» **SET TASK**: Count the lines below that contain the string "granite". Reply with the number only.

» **SUPPLIED RECORDS**:
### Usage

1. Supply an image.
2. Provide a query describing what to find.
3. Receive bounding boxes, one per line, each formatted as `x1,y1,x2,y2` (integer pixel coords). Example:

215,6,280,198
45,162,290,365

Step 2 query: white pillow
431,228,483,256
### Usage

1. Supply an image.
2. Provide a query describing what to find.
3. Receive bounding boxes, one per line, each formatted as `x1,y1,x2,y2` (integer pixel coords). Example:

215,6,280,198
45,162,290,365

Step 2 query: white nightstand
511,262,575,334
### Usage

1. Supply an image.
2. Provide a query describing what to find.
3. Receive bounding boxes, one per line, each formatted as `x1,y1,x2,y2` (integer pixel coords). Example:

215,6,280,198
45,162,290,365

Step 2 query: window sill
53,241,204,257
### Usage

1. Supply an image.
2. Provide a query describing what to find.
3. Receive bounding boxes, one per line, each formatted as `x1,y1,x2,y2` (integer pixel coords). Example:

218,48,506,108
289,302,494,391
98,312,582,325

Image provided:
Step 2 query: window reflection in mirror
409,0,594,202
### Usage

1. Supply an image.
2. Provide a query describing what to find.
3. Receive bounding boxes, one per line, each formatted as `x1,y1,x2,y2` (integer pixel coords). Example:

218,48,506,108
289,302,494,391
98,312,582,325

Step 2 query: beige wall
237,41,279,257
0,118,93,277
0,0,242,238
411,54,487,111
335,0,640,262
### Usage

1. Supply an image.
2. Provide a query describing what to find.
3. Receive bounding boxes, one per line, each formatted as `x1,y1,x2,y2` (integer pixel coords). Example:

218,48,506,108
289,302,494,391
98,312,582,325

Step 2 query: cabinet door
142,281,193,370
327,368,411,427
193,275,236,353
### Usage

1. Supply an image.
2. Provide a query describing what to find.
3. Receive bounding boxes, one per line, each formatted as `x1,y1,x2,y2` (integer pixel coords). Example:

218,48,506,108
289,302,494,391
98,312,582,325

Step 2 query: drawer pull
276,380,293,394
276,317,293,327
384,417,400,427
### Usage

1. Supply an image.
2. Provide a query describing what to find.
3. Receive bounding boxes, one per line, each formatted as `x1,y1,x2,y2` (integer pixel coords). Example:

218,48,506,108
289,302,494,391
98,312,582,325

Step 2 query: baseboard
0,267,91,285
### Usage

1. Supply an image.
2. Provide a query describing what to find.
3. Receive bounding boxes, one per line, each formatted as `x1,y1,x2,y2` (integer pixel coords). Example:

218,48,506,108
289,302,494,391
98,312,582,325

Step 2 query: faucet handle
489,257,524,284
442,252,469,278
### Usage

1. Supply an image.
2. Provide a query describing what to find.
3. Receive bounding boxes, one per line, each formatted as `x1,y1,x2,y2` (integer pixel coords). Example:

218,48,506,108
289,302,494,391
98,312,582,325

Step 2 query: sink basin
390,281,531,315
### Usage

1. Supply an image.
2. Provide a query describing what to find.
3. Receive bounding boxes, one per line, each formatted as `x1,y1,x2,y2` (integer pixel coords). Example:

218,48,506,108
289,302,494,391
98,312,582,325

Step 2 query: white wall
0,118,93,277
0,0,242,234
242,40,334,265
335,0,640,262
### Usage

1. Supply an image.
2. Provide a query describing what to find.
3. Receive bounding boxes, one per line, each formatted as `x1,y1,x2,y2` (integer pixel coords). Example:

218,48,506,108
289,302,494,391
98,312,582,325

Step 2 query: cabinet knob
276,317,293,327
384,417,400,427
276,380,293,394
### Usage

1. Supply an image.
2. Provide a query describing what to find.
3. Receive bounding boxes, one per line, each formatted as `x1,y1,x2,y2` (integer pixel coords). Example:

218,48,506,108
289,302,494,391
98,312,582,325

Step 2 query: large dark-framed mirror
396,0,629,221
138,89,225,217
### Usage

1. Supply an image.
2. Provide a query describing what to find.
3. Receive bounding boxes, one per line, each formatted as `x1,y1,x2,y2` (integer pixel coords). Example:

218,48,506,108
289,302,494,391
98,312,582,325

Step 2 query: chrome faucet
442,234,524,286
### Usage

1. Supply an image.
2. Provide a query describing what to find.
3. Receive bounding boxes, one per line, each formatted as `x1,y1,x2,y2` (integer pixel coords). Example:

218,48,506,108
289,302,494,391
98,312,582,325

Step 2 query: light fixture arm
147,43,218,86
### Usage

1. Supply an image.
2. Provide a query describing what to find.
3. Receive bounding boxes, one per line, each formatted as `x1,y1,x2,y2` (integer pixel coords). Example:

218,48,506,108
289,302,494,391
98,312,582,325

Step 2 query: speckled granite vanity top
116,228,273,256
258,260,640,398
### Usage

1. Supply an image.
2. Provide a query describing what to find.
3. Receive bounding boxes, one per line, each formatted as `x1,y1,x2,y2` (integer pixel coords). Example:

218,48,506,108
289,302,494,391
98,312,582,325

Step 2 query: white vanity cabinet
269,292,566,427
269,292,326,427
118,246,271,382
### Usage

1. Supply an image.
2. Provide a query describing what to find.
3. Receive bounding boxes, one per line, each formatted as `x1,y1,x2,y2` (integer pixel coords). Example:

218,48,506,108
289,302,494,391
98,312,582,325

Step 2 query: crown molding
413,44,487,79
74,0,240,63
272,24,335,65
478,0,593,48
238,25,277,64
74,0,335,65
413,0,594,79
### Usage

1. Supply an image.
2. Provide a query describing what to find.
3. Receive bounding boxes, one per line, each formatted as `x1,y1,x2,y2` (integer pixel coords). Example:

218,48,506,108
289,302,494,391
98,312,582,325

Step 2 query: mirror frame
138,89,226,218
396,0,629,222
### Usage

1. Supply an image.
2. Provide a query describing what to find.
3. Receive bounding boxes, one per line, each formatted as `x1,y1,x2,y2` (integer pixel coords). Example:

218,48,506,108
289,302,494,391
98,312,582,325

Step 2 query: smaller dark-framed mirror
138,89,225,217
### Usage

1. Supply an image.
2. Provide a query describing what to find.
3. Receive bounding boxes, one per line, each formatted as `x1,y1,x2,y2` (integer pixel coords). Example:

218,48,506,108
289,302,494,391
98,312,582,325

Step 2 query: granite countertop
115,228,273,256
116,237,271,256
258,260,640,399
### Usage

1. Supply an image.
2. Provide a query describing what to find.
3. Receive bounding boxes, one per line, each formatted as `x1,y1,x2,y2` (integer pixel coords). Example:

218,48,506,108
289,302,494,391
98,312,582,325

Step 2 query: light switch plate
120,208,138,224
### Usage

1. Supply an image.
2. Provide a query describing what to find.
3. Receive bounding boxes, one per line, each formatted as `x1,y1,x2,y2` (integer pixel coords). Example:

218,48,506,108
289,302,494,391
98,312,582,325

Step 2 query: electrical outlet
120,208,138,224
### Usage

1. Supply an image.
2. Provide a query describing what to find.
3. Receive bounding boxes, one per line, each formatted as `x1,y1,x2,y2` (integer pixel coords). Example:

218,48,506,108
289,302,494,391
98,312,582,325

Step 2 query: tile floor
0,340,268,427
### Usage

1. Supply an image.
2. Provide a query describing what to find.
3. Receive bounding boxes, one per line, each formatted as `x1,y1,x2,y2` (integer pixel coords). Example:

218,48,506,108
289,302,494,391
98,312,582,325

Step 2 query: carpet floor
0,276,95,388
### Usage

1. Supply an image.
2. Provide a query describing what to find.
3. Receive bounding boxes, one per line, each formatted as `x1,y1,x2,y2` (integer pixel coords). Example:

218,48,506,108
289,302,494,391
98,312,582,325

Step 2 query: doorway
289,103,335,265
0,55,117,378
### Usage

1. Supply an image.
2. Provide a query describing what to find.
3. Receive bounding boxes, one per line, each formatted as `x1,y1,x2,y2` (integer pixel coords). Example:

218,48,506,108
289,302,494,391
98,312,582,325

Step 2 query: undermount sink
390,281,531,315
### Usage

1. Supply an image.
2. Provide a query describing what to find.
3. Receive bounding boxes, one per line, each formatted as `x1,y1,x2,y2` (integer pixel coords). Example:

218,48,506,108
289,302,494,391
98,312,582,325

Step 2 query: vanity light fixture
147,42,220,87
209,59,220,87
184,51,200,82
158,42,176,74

» **WRITTEN SOLUTION**: 2